Stated problem: Repeat every record below exactly as it appears.

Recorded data
··········
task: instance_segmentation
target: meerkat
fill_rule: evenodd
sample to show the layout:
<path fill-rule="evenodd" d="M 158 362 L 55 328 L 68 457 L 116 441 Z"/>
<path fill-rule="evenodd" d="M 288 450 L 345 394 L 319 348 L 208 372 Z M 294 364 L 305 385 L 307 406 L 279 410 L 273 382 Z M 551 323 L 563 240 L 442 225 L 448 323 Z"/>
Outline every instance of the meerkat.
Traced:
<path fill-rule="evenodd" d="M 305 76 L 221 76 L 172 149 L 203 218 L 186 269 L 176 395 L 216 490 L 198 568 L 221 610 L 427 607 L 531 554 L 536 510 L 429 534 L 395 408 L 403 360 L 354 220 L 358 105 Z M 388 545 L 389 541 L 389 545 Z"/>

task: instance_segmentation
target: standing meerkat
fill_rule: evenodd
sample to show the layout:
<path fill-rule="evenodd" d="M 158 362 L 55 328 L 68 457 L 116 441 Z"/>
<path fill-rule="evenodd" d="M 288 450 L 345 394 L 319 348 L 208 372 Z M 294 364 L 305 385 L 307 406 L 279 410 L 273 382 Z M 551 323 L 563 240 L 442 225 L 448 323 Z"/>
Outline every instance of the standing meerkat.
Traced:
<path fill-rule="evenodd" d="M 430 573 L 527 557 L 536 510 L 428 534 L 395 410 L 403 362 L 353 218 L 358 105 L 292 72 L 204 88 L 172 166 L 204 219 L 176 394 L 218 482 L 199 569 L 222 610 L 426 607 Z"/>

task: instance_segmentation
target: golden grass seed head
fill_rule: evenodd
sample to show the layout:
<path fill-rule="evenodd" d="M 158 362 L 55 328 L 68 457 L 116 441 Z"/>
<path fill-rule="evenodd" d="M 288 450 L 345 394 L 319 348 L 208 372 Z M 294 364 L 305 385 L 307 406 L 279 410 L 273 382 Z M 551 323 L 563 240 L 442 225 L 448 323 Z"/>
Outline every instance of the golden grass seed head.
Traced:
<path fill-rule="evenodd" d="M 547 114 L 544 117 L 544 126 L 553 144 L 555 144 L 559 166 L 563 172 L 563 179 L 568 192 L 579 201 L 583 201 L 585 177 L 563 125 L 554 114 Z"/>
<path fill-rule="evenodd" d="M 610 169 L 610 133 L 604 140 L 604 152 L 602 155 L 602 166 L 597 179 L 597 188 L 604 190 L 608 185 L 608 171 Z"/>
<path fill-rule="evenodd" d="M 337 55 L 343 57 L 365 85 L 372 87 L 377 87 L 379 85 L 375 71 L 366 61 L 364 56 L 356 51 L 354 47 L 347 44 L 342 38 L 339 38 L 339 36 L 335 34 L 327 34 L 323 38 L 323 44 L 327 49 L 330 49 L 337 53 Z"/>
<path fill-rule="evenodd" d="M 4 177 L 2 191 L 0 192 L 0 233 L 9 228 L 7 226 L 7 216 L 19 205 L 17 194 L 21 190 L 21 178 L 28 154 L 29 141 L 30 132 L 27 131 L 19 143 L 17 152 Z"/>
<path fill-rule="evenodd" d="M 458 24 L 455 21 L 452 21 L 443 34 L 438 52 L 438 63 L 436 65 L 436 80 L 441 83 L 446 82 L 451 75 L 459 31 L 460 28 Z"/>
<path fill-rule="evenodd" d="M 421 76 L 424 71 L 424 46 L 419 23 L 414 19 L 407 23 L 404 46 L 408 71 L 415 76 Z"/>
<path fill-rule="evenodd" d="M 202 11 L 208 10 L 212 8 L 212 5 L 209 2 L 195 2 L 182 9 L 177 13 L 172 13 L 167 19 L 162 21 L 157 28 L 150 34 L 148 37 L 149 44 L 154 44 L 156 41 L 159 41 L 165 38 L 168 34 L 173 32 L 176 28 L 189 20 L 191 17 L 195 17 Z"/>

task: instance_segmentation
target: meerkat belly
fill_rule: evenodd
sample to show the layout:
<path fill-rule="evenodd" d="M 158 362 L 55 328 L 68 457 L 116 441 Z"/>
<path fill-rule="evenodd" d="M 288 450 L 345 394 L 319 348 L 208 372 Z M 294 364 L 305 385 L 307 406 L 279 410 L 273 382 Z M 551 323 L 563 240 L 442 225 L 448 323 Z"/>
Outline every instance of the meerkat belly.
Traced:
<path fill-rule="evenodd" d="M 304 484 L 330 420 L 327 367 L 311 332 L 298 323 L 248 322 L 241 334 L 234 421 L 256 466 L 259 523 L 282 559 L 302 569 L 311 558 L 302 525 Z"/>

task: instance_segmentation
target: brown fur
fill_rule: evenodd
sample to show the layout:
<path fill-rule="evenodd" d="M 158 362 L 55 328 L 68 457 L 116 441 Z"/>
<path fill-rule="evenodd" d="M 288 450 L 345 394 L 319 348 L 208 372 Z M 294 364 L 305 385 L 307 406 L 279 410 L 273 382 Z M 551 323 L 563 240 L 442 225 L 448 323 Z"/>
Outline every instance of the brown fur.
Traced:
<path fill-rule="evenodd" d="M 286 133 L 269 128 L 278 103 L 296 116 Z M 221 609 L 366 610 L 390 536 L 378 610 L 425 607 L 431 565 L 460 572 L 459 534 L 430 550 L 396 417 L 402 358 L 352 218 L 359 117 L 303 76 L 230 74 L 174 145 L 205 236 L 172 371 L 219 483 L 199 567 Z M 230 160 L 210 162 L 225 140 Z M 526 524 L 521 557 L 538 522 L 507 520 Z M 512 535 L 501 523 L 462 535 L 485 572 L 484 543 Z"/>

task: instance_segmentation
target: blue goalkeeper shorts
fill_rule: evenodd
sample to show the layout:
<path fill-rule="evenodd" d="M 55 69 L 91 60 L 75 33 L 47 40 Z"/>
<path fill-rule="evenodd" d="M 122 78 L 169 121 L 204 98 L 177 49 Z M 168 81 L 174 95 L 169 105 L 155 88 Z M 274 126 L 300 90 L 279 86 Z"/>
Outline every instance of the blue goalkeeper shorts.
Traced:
··········
Result:
task: instance_segmentation
target: meerkat
fill_rule: evenodd
sample to show the layout:
<path fill-rule="evenodd" d="M 158 362 L 55 328 L 68 457 L 116 441 Z"/>
<path fill-rule="evenodd" d="M 288 450 L 345 394 L 319 348 L 208 372 Z M 294 364 L 305 385 L 307 406 L 279 410 L 273 382 Z M 551 323 L 563 240 L 442 225 L 448 323 Z"/>
Outline every instance of the meerkat.
Traced:
<path fill-rule="evenodd" d="M 305 76 L 221 76 L 172 149 L 203 218 L 186 269 L 176 395 L 216 490 L 198 568 L 221 610 L 427 607 L 531 554 L 536 510 L 429 534 L 395 408 L 403 360 L 354 220 L 358 105 Z M 388 545 L 389 541 L 389 545 Z"/>

task: instance_segmentation
target: standing meerkat
fill_rule: evenodd
sample to show the layout:
<path fill-rule="evenodd" d="M 158 362 L 55 328 L 68 457 L 116 441 Z"/>
<path fill-rule="evenodd" d="M 288 450 L 345 394 L 319 348 L 208 372 Z M 294 364 L 305 385 L 307 406 L 279 410 L 273 382 Z M 551 323 L 563 240 L 442 225 L 448 323 Z"/>
Outline every instance of the standing meerkat.
Traced:
<path fill-rule="evenodd" d="M 430 573 L 527 557 L 536 510 L 428 534 L 395 410 L 403 362 L 353 218 L 358 105 L 292 72 L 204 88 L 172 166 L 204 219 L 176 394 L 218 482 L 199 569 L 222 610 L 426 607 Z"/>

task: instance_segmentation
target: golden grass seed head
fill_rule: evenodd
sample to show the layout:
<path fill-rule="evenodd" d="M 158 362 L 55 328 L 68 457 L 116 441 Z"/>
<path fill-rule="evenodd" d="M 288 450 L 345 394 L 319 348 L 208 372 Z M 294 364 L 305 385 L 307 406 L 279 410 L 273 382 Z M 551 323 L 563 240 L 442 225 L 448 323 Z"/>
Outline every instance of the golden grass seed head.
Traced:
<path fill-rule="evenodd" d="M 547 114 L 544 117 L 544 126 L 553 144 L 555 144 L 559 166 L 563 172 L 563 179 L 568 192 L 579 201 L 583 201 L 585 177 L 563 125 L 554 114 Z"/>
<path fill-rule="evenodd" d="M 610 169 L 610 133 L 604 140 L 604 152 L 602 155 L 602 166 L 597 179 L 597 188 L 604 190 L 608 185 L 608 171 Z"/>
<path fill-rule="evenodd" d="M 337 55 L 343 57 L 365 85 L 372 87 L 377 87 L 379 85 L 375 71 L 366 61 L 364 56 L 356 51 L 354 47 L 347 44 L 342 38 L 339 38 L 339 36 L 335 34 L 327 34 L 323 38 L 323 44 L 327 49 L 330 49 L 337 53 Z"/>
<path fill-rule="evenodd" d="M 4 177 L 2 191 L 0 192 L 0 233 L 9 228 L 7 226 L 7 216 L 19 205 L 17 194 L 21 190 L 21 178 L 28 154 L 29 141 L 30 132 L 27 131 L 19 143 L 17 152 Z"/>
<path fill-rule="evenodd" d="M 458 24 L 455 21 L 452 21 L 443 34 L 438 52 L 438 63 L 436 65 L 436 80 L 441 83 L 446 82 L 451 75 L 459 31 L 460 28 Z"/>
<path fill-rule="evenodd" d="M 421 76 L 424 71 L 424 46 L 419 23 L 414 19 L 407 23 L 404 46 L 408 71 L 415 76 Z"/>
<path fill-rule="evenodd" d="M 202 11 L 208 10 L 212 8 L 212 5 L 209 2 L 195 2 L 182 9 L 177 13 L 172 13 L 167 19 L 162 21 L 157 28 L 150 34 L 148 37 L 149 44 L 154 44 L 156 41 L 159 41 L 165 38 L 168 34 L 173 32 L 176 28 L 189 20 L 191 17 L 195 17 Z"/>

task: instance_segmentation
target: meerkat belly
fill_rule: evenodd
sample to show the layout:
<path fill-rule="evenodd" d="M 158 362 L 55 328 L 68 457 L 116 441 Z"/>
<path fill-rule="evenodd" d="M 288 450 L 345 394 L 319 348 L 208 372 Z M 294 364 L 305 385 L 307 406 L 279 410 L 273 382 Z M 551 323 L 563 240 L 442 225 L 448 323 Z"/>
Outline every instance of the meerkat belly.
Traced:
<path fill-rule="evenodd" d="M 304 484 L 330 420 L 327 367 L 311 332 L 298 323 L 248 322 L 241 334 L 234 421 L 256 466 L 259 523 L 282 559 L 302 569 L 311 558 L 302 525 Z"/>

task: instance_segmentation
target: brown fur
fill_rule: evenodd
sample to show the layout:
<path fill-rule="evenodd" d="M 158 362 L 55 328 L 68 457 L 116 441 Z"/>
<path fill-rule="evenodd" d="M 288 450 L 345 394 L 319 348 L 208 372 Z M 294 364 L 305 385 L 307 406 L 279 410 L 273 382 Z M 551 323 L 563 240 L 442 225 L 448 323 Z"/>
Outline every instance of the brown fur.
Traced:
<path fill-rule="evenodd" d="M 286 133 L 269 128 L 278 103 L 296 116 Z M 221 609 L 366 610 L 390 536 L 378 610 L 425 607 L 431 565 L 460 572 L 459 534 L 430 550 L 396 417 L 402 358 L 352 218 L 359 117 L 303 76 L 230 74 L 174 145 L 205 236 L 172 371 L 219 483 L 199 567 Z M 230 160 L 210 162 L 225 140 Z M 526 524 L 521 557 L 538 522 L 507 520 Z M 512 535 L 501 523 L 462 535 L 485 572 L 484 543 Z"/>

task: instance_segmentation
target: blue goalkeeper shorts
fill_rule: evenodd
sample to show the layout:
<path fill-rule="evenodd" d="M 55 69 L 91 60 L 75 33 L 47 40 Z"/>
<path fill-rule="evenodd" d="M 122 78 L 169 121 L 204 98 L 177 49 Z M 168 81 L 174 95 L 169 105 L 155 88 Z M 274 126 L 300 90 L 279 86 Z"/>
Outline every instance of the blue goalkeeper shorts.
Traced:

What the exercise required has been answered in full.